# Activity:
Without including any pictures, copy every line below exactly.

[Start of section]

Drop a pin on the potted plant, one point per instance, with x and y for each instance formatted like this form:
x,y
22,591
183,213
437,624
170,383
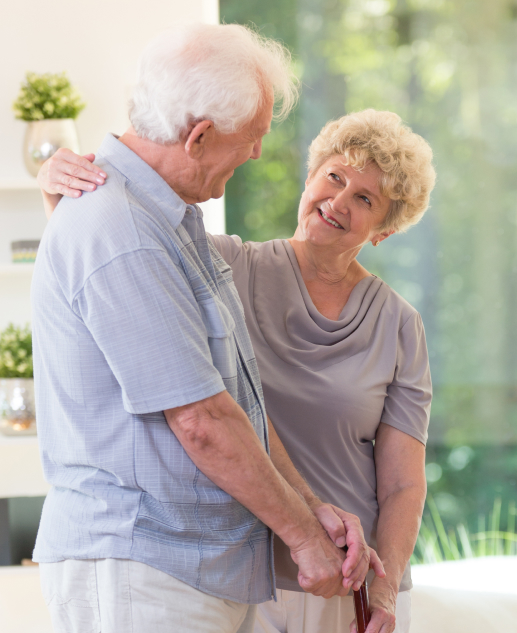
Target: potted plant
x,y
17,411
49,104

[End of section]

# Exercise response:
Drop a pin on the potted plant, one point per instance, with x and y for each instance formatted like this form:
x,y
22,591
183,213
437,624
170,383
Target: potted plant
x,y
17,411
49,104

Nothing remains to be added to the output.